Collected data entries
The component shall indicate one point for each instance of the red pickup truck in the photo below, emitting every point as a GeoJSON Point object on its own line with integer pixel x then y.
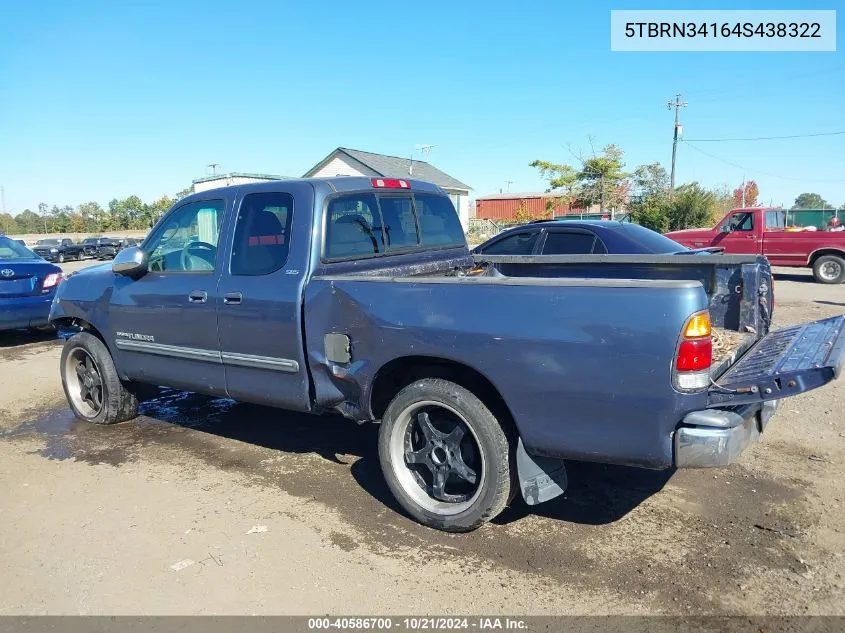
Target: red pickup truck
{"type": "Point", "coordinates": [761, 231]}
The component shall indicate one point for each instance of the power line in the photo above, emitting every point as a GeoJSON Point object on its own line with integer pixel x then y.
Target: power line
{"type": "Point", "coordinates": [677, 104]}
{"type": "Point", "coordinates": [757, 171]}
{"type": "Point", "coordinates": [762, 138]}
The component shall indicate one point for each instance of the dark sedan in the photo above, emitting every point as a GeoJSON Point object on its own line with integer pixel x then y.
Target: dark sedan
{"type": "Point", "coordinates": [27, 286]}
{"type": "Point", "coordinates": [581, 237]}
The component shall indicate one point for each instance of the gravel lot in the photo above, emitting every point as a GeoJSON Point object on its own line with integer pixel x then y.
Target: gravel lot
{"type": "Point", "coordinates": [158, 515]}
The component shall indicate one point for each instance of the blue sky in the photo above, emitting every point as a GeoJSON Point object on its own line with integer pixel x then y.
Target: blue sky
{"type": "Point", "coordinates": [107, 99]}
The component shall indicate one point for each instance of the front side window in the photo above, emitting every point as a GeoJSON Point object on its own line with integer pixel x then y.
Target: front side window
{"type": "Point", "coordinates": [188, 240]}
{"type": "Point", "coordinates": [262, 234]}
{"type": "Point", "coordinates": [516, 244]}
{"type": "Point", "coordinates": [742, 222]}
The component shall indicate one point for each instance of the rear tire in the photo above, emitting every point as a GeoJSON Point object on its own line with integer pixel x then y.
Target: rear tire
{"type": "Point", "coordinates": [445, 456]}
{"type": "Point", "coordinates": [829, 269]}
{"type": "Point", "coordinates": [93, 389]}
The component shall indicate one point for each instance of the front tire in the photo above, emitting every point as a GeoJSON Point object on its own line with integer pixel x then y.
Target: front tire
{"type": "Point", "coordinates": [829, 269]}
{"type": "Point", "coordinates": [93, 389]}
{"type": "Point", "coordinates": [445, 456]}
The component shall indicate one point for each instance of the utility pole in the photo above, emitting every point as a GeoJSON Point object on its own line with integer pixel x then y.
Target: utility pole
{"type": "Point", "coordinates": [601, 193]}
{"type": "Point", "coordinates": [677, 104]}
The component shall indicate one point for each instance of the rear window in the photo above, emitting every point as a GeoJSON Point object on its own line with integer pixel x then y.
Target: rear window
{"type": "Point", "coordinates": [366, 225]}
{"type": "Point", "coordinates": [439, 224]}
{"type": "Point", "coordinates": [651, 241]}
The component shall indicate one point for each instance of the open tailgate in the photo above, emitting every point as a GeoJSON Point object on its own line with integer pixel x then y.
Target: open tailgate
{"type": "Point", "coordinates": [784, 363]}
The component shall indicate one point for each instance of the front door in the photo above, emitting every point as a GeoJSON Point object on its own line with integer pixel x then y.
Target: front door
{"type": "Point", "coordinates": [259, 305]}
{"type": "Point", "coordinates": [740, 236]}
{"type": "Point", "coordinates": [165, 323]}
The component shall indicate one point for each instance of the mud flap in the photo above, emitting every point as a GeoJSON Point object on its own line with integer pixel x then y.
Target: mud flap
{"type": "Point", "coordinates": [784, 363]}
{"type": "Point", "coordinates": [540, 478]}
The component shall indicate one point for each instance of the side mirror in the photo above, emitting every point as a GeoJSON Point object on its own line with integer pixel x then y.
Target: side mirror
{"type": "Point", "coordinates": [130, 262]}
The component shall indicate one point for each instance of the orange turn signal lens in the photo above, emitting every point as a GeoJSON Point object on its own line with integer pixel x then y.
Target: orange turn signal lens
{"type": "Point", "coordinates": [698, 326]}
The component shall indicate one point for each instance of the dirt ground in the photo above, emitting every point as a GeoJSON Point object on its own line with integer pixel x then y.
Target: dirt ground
{"type": "Point", "coordinates": [206, 506]}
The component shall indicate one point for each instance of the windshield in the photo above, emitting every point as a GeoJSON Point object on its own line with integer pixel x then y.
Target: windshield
{"type": "Point", "coordinates": [651, 241]}
{"type": "Point", "coordinates": [12, 249]}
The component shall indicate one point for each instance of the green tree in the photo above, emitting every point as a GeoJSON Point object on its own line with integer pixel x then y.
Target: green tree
{"type": "Point", "coordinates": [752, 191]}
{"type": "Point", "coordinates": [29, 222]}
{"type": "Point", "coordinates": [649, 203]}
{"type": "Point", "coordinates": [8, 224]}
{"type": "Point", "coordinates": [602, 180]}
{"type": "Point", "coordinates": [93, 217]}
{"type": "Point", "coordinates": [650, 181]}
{"type": "Point", "coordinates": [811, 201]}
{"type": "Point", "coordinates": [44, 212]}
{"type": "Point", "coordinates": [692, 206]}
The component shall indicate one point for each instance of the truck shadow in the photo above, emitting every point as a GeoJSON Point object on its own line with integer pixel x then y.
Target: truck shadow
{"type": "Point", "coordinates": [597, 493]}
{"type": "Point", "coordinates": [16, 338]}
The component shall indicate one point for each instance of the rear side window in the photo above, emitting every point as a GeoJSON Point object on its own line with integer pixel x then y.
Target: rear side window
{"type": "Point", "coordinates": [775, 219]}
{"type": "Point", "coordinates": [568, 243]}
{"type": "Point", "coordinates": [366, 225]}
{"type": "Point", "coordinates": [517, 244]}
{"type": "Point", "coordinates": [439, 224]}
{"type": "Point", "coordinates": [262, 234]}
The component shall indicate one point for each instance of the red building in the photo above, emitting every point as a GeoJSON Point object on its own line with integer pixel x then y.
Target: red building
{"type": "Point", "coordinates": [503, 207]}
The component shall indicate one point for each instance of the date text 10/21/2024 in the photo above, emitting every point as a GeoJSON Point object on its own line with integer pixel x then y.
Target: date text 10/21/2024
{"type": "Point", "coordinates": [417, 623]}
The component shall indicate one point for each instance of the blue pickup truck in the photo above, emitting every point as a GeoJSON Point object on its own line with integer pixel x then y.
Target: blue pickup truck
{"type": "Point", "coordinates": [359, 296]}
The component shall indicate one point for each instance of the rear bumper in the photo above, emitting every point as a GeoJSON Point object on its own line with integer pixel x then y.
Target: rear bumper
{"type": "Point", "coordinates": [25, 312]}
{"type": "Point", "coordinates": [716, 437]}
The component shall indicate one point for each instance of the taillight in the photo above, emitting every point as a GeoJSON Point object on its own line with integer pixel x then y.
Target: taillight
{"type": "Point", "coordinates": [695, 354]}
{"type": "Point", "coordinates": [390, 183]}
{"type": "Point", "coordinates": [51, 280]}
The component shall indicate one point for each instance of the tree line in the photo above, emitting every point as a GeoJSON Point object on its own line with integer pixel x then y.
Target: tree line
{"type": "Point", "coordinates": [130, 213]}
{"type": "Point", "coordinates": [644, 192]}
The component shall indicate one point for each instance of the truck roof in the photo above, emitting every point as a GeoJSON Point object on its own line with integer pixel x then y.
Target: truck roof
{"type": "Point", "coordinates": [328, 185]}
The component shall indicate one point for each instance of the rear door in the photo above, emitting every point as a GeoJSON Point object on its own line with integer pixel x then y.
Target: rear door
{"type": "Point", "coordinates": [784, 363]}
{"type": "Point", "coordinates": [517, 243]}
{"type": "Point", "coordinates": [259, 308]}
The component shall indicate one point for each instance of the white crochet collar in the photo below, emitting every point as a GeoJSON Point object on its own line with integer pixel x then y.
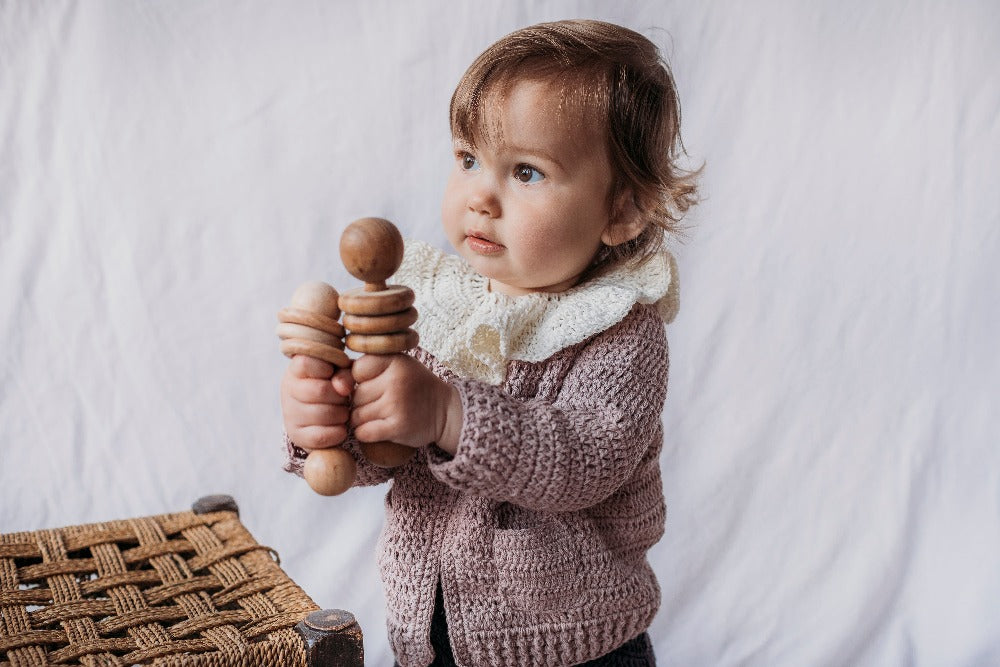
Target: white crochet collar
{"type": "Point", "coordinates": [475, 332]}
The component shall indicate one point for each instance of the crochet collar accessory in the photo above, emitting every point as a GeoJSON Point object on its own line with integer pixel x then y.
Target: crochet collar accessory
{"type": "Point", "coordinates": [475, 332]}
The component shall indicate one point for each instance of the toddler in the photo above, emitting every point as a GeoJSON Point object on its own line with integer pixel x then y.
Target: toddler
{"type": "Point", "coordinates": [518, 535]}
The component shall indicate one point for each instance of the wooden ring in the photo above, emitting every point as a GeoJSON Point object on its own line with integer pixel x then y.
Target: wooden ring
{"type": "Point", "coordinates": [331, 355]}
{"type": "Point", "coordinates": [311, 319]}
{"type": "Point", "coordinates": [330, 472]}
{"type": "Point", "coordinates": [286, 330]}
{"type": "Point", "coordinates": [383, 343]}
{"type": "Point", "coordinates": [369, 324]}
{"type": "Point", "coordinates": [392, 299]}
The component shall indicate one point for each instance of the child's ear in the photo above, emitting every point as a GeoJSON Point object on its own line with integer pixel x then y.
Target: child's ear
{"type": "Point", "coordinates": [626, 220]}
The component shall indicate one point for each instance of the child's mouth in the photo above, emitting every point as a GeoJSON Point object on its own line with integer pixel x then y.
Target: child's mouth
{"type": "Point", "coordinates": [482, 245]}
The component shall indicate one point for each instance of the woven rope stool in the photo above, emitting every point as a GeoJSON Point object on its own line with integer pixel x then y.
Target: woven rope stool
{"type": "Point", "coordinates": [191, 589]}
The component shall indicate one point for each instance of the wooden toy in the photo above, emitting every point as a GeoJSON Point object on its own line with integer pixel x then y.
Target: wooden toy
{"type": "Point", "coordinates": [377, 316]}
{"type": "Point", "coordinates": [309, 326]}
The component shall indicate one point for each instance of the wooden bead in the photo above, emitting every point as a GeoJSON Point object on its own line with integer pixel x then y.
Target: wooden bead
{"type": "Point", "coordinates": [366, 324]}
{"type": "Point", "coordinates": [330, 472]}
{"type": "Point", "coordinates": [331, 355]}
{"type": "Point", "coordinates": [310, 319]}
{"type": "Point", "coordinates": [372, 250]}
{"type": "Point", "coordinates": [390, 343]}
{"type": "Point", "coordinates": [386, 454]}
{"type": "Point", "coordinates": [286, 330]}
{"type": "Point", "coordinates": [392, 299]}
{"type": "Point", "coordinates": [317, 297]}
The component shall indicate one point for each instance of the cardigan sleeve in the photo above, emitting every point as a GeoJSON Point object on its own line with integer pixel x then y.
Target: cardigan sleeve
{"type": "Point", "coordinates": [576, 450]}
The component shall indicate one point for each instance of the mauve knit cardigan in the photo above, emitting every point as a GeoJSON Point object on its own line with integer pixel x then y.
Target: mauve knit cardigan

• _Written exercise_
Repeat word for word the lines above, from the line containing "of the cardigan" through the final line.

• _Output below_
The component shall indicate one point for each instance of the cardigan sleeve in the photo above, emitting every point as a GeoJSON Point object on its own line with integer pixel x then y.
Target: cardigan sleeve
{"type": "Point", "coordinates": [576, 450]}
The component shall indicate one point for each instance of the mauve knit cardigan in the photo above, emitting every point as a GeoJSON Point object on its own line with integer pixel x then y.
Target: mauve knit cardigan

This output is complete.